▸ **Data entries**:
====
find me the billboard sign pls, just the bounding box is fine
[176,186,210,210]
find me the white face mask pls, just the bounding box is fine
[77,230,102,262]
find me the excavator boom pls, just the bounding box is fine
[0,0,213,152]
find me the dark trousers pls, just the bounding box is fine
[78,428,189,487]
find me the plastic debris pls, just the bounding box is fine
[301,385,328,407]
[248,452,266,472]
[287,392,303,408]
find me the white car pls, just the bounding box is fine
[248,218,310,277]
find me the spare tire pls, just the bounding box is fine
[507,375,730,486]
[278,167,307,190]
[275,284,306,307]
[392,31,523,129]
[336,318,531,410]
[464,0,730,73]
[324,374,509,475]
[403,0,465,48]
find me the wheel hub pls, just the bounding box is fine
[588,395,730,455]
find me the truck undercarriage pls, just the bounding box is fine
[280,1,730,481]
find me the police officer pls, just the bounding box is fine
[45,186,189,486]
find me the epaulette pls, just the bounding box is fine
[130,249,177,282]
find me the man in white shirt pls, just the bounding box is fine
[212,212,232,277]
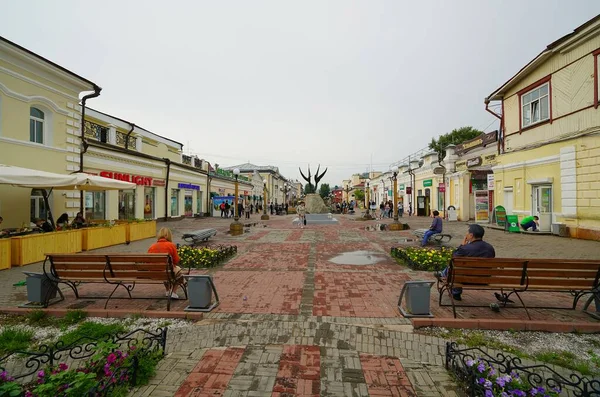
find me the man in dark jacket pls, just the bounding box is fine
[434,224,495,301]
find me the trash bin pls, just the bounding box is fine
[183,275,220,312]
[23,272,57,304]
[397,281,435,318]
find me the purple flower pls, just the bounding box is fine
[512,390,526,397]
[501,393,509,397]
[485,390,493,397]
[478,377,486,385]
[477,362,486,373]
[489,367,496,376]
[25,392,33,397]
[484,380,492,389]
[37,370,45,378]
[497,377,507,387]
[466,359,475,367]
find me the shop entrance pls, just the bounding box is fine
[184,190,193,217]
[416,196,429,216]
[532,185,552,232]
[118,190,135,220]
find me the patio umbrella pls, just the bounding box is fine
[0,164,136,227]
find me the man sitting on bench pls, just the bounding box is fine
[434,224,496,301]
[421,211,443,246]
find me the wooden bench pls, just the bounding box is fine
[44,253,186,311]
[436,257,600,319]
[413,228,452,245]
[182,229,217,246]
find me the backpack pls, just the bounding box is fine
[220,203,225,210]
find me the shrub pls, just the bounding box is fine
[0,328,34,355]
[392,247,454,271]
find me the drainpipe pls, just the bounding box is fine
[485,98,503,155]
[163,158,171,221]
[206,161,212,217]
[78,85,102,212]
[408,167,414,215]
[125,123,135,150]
====
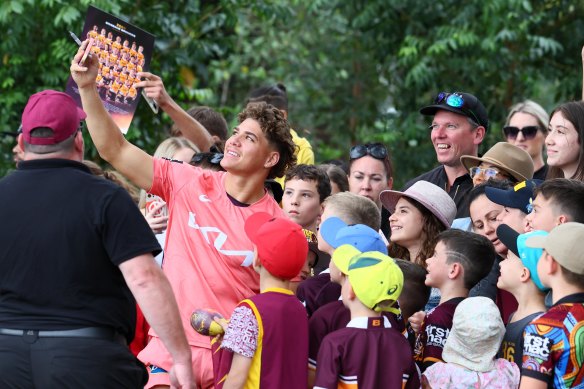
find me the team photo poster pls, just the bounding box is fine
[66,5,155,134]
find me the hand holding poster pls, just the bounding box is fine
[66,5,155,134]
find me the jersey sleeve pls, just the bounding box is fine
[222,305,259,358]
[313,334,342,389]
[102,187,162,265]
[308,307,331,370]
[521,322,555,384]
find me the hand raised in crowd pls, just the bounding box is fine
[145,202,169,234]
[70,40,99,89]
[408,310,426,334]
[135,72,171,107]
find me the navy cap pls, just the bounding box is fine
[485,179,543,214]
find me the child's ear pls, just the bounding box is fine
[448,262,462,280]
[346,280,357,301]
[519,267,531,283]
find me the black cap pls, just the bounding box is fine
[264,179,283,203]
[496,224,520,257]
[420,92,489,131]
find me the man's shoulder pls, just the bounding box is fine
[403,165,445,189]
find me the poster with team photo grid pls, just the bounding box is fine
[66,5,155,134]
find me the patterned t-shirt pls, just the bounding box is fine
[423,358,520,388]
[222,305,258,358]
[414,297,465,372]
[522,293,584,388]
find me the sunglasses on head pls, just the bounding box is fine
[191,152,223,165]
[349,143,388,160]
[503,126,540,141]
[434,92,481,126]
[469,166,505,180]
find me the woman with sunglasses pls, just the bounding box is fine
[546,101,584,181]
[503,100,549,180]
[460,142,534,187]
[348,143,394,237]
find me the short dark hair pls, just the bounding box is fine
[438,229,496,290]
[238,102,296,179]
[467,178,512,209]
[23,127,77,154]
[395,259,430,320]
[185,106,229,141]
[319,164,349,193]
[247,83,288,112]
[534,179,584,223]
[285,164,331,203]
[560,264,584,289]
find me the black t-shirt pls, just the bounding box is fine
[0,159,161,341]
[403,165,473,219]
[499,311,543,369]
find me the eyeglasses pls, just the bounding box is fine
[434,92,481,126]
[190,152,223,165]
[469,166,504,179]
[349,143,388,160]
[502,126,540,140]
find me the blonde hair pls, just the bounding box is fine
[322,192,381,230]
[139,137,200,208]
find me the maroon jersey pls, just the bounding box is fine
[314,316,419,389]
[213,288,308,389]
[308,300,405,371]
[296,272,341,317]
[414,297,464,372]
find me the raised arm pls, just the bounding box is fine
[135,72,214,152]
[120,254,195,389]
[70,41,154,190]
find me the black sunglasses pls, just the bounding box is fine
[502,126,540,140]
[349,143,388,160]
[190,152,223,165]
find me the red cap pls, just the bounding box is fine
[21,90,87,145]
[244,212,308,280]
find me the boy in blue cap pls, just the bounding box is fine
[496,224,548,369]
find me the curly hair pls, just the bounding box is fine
====
▸ **Work to complete**:
Out of the data above, give again only the lines starting at the one holding "find me the boy" and ending at the one holding "find me the curly", unchanged.

▸ **Response**:
find me the boy in blue cap pls, just the bounding box is fine
[496,224,548,369]
find me the curly hair pls, just the bounding box is fine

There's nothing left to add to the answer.